- [Records to use]
[Begin]

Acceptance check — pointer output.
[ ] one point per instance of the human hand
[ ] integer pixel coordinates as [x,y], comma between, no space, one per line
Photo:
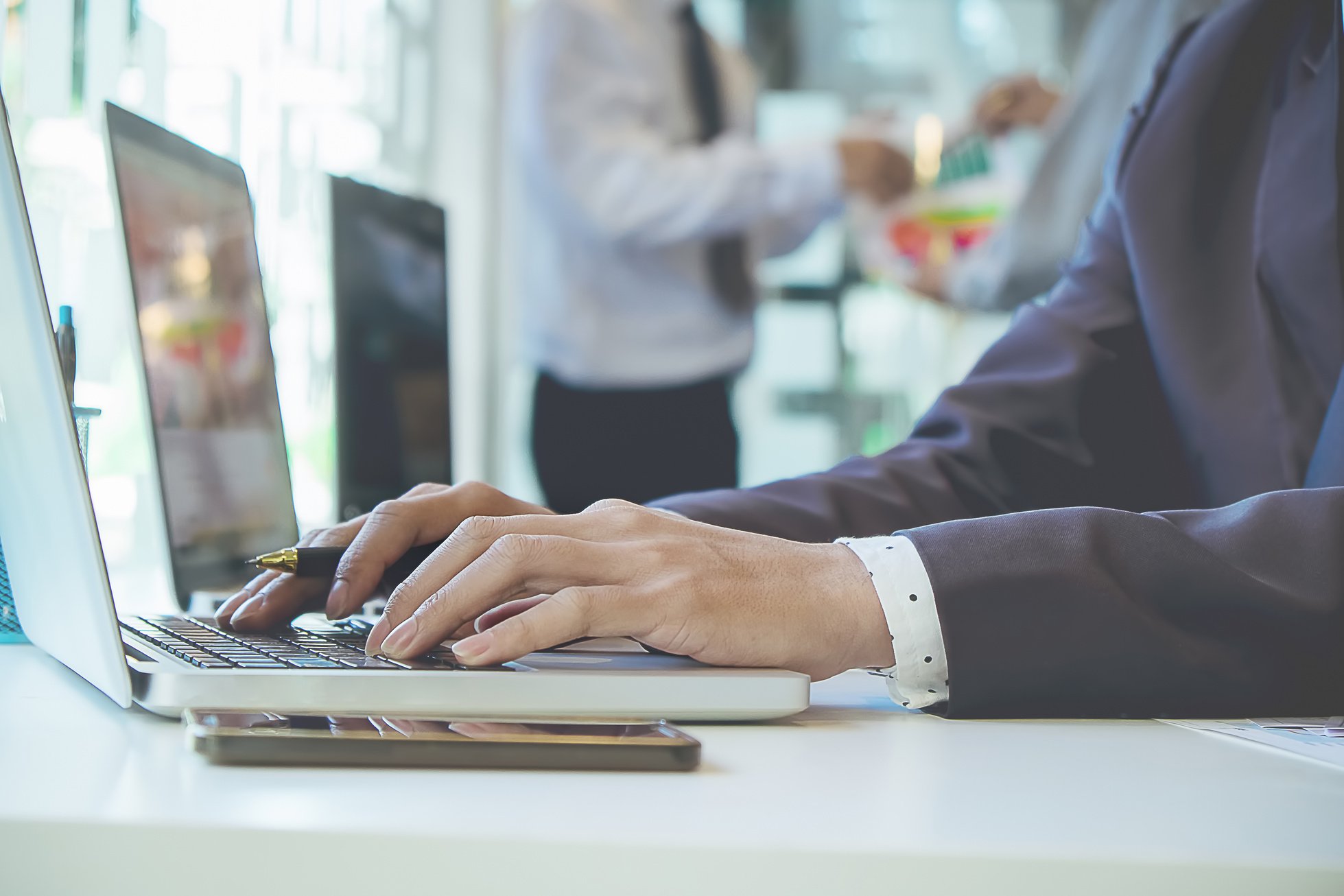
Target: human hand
[875,169]
[378,539]
[1022,101]
[930,281]
[718,596]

[End]

Please convert every line of the material above into a JSON list of strings, one string per line, skipping blank lines and leaving out the pictures.

- [Output for this exercise]
[
  "Acceptance check — pointer output.",
  "[ ] one point per instance of the human hand",
  "[ ] integer pixel coordinates as [x,y], comma between, no space, one per line",
  "Photo:",
  "Target: human hand",
  "[875,169]",
  "[378,539]",
  "[1022,101]",
  "[930,281]",
  "[718,596]"
]